- **Input data**

——————————

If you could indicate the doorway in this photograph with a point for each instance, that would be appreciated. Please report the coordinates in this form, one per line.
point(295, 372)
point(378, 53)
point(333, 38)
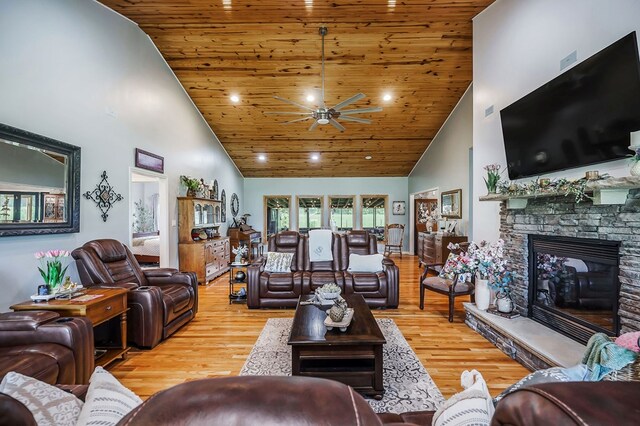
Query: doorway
point(148, 217)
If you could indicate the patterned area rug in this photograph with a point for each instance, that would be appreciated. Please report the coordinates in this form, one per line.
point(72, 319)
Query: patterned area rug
point(408, 386)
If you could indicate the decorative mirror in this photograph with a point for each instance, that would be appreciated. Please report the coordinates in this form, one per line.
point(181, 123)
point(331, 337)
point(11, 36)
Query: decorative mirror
point(39, 184)
point(223, 212)
point(451, 204)
point(235, 205)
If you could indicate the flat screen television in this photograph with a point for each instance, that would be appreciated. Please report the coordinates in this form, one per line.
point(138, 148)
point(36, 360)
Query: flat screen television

——————————

Search the data for "photograph". Copy every matching line.

- **Your solution**
If you could indicate the doorway in this photograph with a point for each instance, that would be appreciated. Please report the coordinates in this form, one per line.
If you could indicate the patterned area rug in this photograph with a point for each instance, that would be appreciated. Please report the coordinates in this form, one per line.
If you could indicate the decorative mirror in this photograph with a point for each instance, that would be appreciated. Please report the coordinates in this form, one per line.
If you could indicate the flat screen television in this photograph with a point for each instance, that would be appreciated. Please report the coordinates in this form, one per line.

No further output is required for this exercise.